- Text to read:
This panel gives more detail on how workgroups and wavefronts were scheduled
onto compute units, and what occupancy limiters they hit -- if any. When
analyzing these metrics, you should also take into account their
achieved occupancy -- such as
:ref:`wavefront occupancy <wavefront-runtime-stats>`. A kernel may be occupancy
limited by LDS usage, for example, but may still achieve high occupancy levels
such that improving occupancy further may not improve performance. See
:ref:`occupancy-example` for details.

.. list-table::
   :header-rows: 1

   * - Metric

     - Description

     - Unit

   * - Not-scheduled rate (Workgroup Manager)

- Problem description:
Using the text on workgroup scheduling, say whether each statement agrees with it, answering yes or no and quoting the words that decide it: (a) A kernel limited by LDS usage can still reach high occupancy. (b) The panel shows how workgroups and wavefronts were scheduled onto memory channels. (c) Raising occupancy further always raises performance. The entries that come next have nothing to do with the text on workgroup scheduling.

- Records:
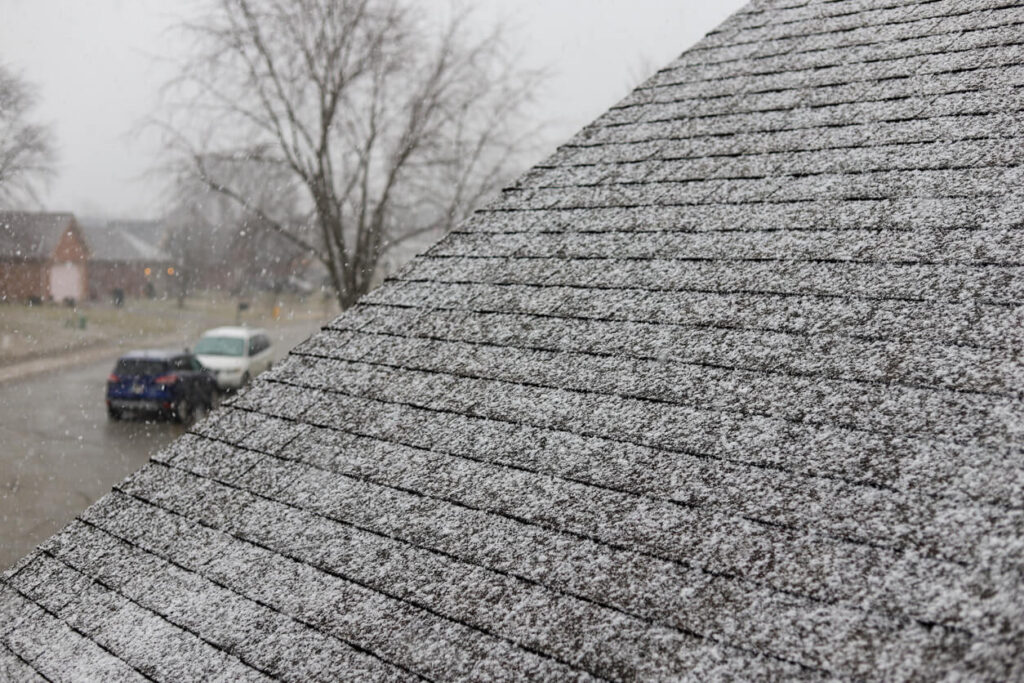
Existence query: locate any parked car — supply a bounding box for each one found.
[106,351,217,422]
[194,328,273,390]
==
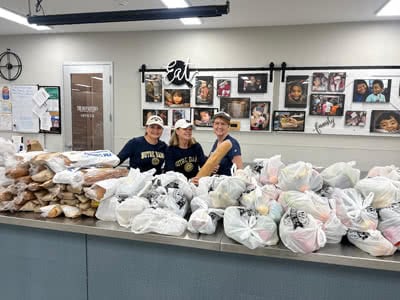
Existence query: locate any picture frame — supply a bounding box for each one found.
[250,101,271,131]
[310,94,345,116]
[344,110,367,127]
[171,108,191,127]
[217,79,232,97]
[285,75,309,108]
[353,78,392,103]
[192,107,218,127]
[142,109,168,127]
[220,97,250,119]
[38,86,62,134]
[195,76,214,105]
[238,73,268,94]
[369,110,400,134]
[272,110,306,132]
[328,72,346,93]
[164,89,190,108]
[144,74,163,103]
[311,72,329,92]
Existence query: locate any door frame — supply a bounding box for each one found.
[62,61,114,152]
* * *
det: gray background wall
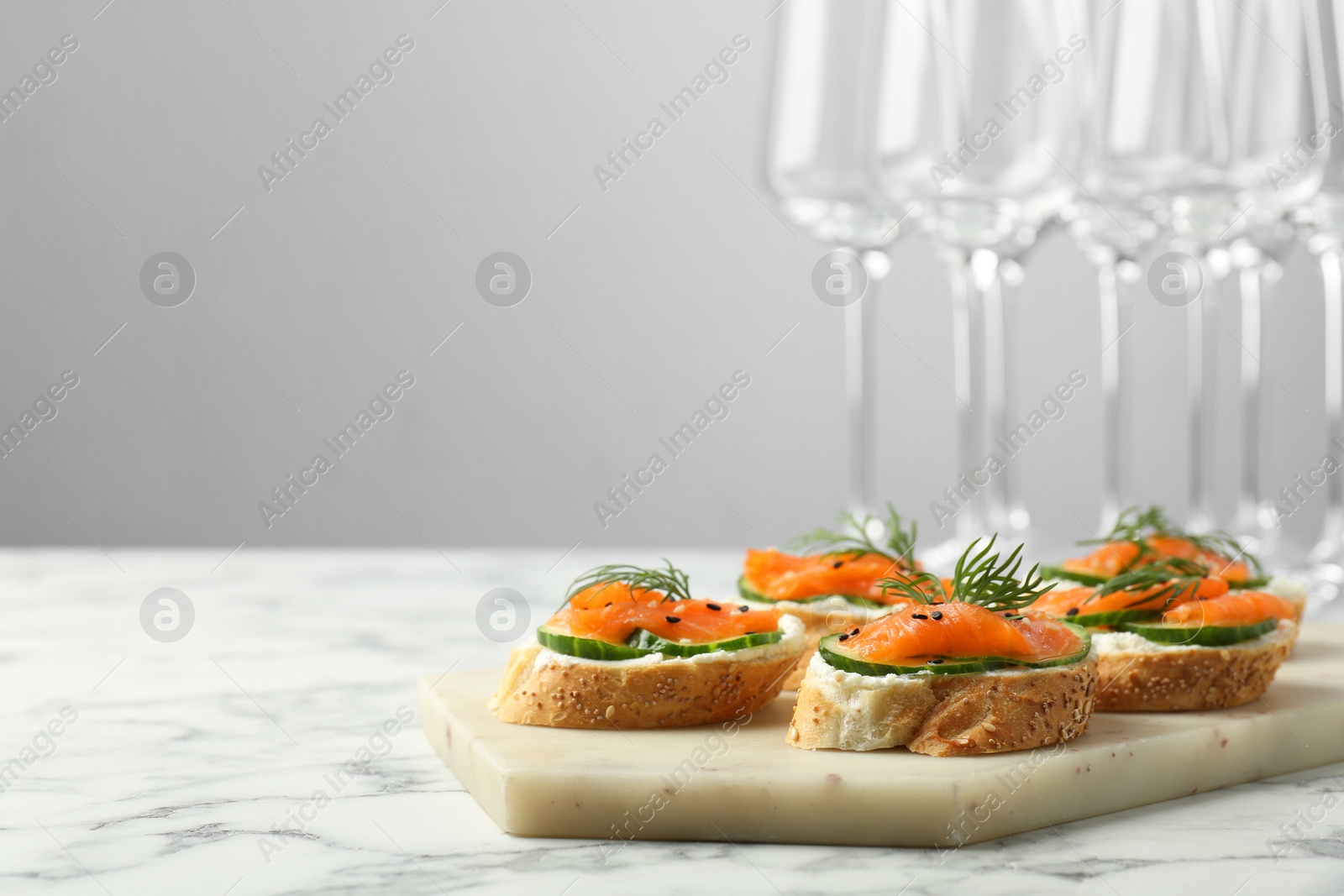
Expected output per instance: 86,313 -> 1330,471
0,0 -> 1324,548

- Task response:
(a) Yes: "A kernel may be occupancy limited by LDS usage, for example, but may still achieve high occupancy levels"
(b) No: "how workgroups and wavefronts were scheduled onto compute units"
(c) No: "improving occupancy further may not improve performance"